+++ TEXTO SELECIONADO +++

E lá fui eu contente e todo lampeiro
fazer o recado. A Virgínia – muita gente se deve ainda lembrar dela – era a empregada da ti Zabel que atendia ao balcão da loja. Foi ela que fez as contas ao
câmbio trocando a nota de cinquenta escudos portugueses por notas e moedas de
pesetas espanholas que me entregou.
Um escudo valia mais
ou menos duas pesetas “grosso modo” nesse tempo. Assim sendo e segundo o meu iluminado raciocínio,
deveria ter recebido em troca, 100 pesetas. Porém e porque o câmbio sem que eu
disso soubesse estava umas décimas mais favorável ao escudo, a Virgínia deu-me 105 pesetas e não apenas as 100 que eu havia calculado.
- Enganou-se! Pensei eu. Ora! Ainda
bem…
Sem pensar duas vezes meti ao
bolso as cinco pesetas que julgava virem em excesso por engano da Virgínia e
entreguei apenas 100 à menina Júlia, a criada da D. Clarisse que, entretanto, foi quem veio atender-me quando bati de novo à porta. Não imaginava eu, fatela xico-esperto de meia tijela, que a transação estava corretíssima porque
a peseta tinha desvalorizado e por isso o câmbio dava as 105 que me foram entregues.
Não vendo quase nunca a cor do
dinheiro, aquelas preciosas cinco pesetas fizeram com que me sentisse milionário. E
não perdi tempo em investir tão inesperada fortuna. Corri à taberna do senhor Joaquim
Batista onde comprei um pacote de tremoços.
Porém, como ainda sobraram umas perras-chicas daquelas que tinham um buraco no
meio mas davam para uma gasosa, passei pela taberna do Senhor João Viegas para a comprar.
E em seguida, não fosse algum amigo aparecer de improviso e eu ter que dividir
com ele o meu inesperado “banquete”, marchei sozinho para as acácias à volta do
cancho da cegonha no Penedo da Rainha para me alambazar.

+++ DADOS GUARDADOS +++

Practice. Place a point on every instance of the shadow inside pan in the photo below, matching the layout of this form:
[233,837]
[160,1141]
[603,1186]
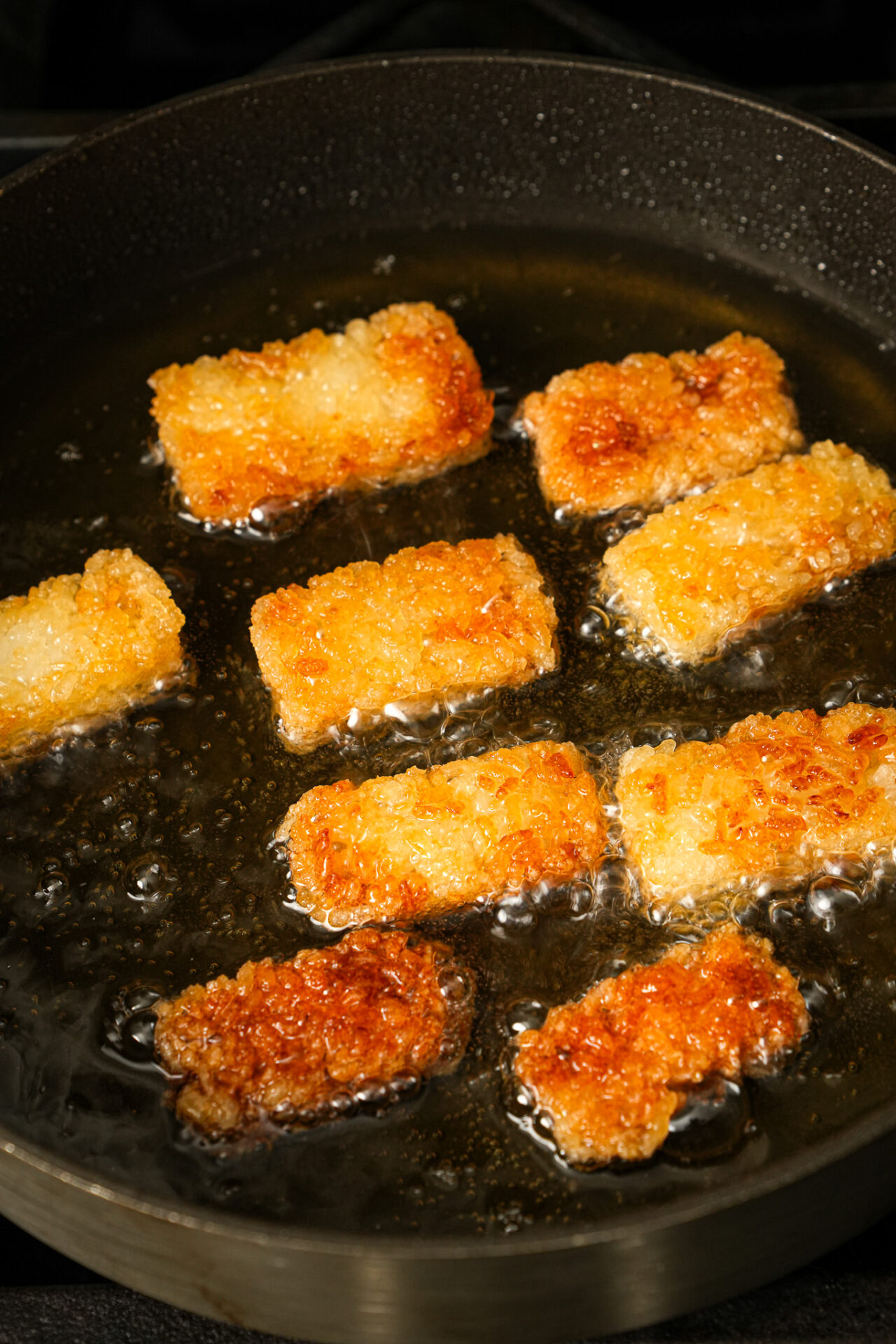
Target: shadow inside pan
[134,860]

+++
+++ DADOS GUARDADOS +++

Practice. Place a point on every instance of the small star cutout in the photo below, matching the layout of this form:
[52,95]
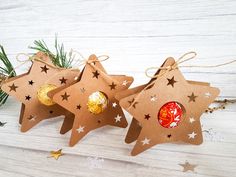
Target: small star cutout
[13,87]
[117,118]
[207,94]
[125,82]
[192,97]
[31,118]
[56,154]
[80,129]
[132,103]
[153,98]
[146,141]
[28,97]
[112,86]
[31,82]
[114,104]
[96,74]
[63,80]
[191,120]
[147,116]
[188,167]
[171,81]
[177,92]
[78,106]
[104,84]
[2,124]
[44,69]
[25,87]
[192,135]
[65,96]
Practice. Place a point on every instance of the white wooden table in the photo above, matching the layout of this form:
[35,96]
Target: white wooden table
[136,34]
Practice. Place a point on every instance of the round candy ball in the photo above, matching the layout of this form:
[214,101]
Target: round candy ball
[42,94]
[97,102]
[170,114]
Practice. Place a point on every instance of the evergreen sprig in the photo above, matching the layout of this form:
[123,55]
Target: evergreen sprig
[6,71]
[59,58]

+++

TAREFAS DO EXERCÍCIO:
[1] Diga se cada afirmação concorda com o relato da troca de dinheiro, respondendo sim ou não e citando as palavras do relato que o decidem: (a) A Virgínia atendia ao balcão da loja da ti Zabel. (b) A Virgínia enganou-se nas contas do câmbio. (c) Os tremoços foram comprados na taberna do senhor João Viegas.
[2] Enumere todas as pessoas designadas pelo nome no relato da troca de dinheiro.
[3] Escreva a continuação do relato da troca de dinheiro a partir da última frase.
Estes dados vêm de outra fonte.

RESPOSTAS ESCRITAS:
[1]
(a) Sim: "era a empregada da ti Zabel que atendia ao balcão da loja".
(b) Não: "a transação estava corretíssima".
(c) Não: "Corri à taberna do senhor Joaquim Batista onde comprei um pacote de tremoços".

[2] Virgínia, ti Zabel, D. Clarisse, menina Júlia, senhor Joaquim Batista, senhor João Viegas

[3]
Quando ao fim de quase duas horas de lá
vim, qual não foi o meu espanto ao saber que o meu pai, coisa inédita, andava á
minha procura! A D. Clarisse, conhecendo o câmbio da moeda, mal a
criada lhe entregou apenas 100 pesetas, logo terá exclamado: “Isto está mal”… E
mandou-a ir à loja da Virgínia reclamar. Como é lógico, a Virgínia, pessoa
séria e de muito boas contas, explicou que tinha entregue ao portador 105 e não
apenas 100 pesetas! Claro que, sem grandes dificuldades, deduziram a minha marosca.
O meu pai, para mal dos meus
pecados, estava, entretanto, na taberna ao lado da mercearia da ti Zabel onde
logo foi informado da minha xico-espertice. Escusado seria dizer que no
momento seguinte andava ele à minha procura para me obrigar a devolver aquilo
de que eu me tinha apropriado indevidamente, mas também para me “untar o faval”
coisa que até esse dia, nunca tinha acontecido.
Verdade! Foi a única sova que o
meu pai me deu, que eu me lembre.
Bem a mereci!
Assim que me viu aparecer ainda a
lamber os beiços do sal dos tremoços e das borbulhas da gasosa, chamou-me e
vociferou furibundo:
- Anda lá a casa comigo que temos que
fazer umas contas…
- Mau Maria… Pensei.
Nunca o tinha visto tão zangado! Mas logo comecei a cogitar como me havia de safar. Assim, ao cimo da ladeira do tanque antes de chegar à porta da nossa casa, larguei a correr rua abaixo dizendo-lhe:
- Vou à frente pai, vou ver de um lápis
para fazermos as contas…
Xico-esperto de novo hein?!...
Eheheh…
Não me valeu a esperteza!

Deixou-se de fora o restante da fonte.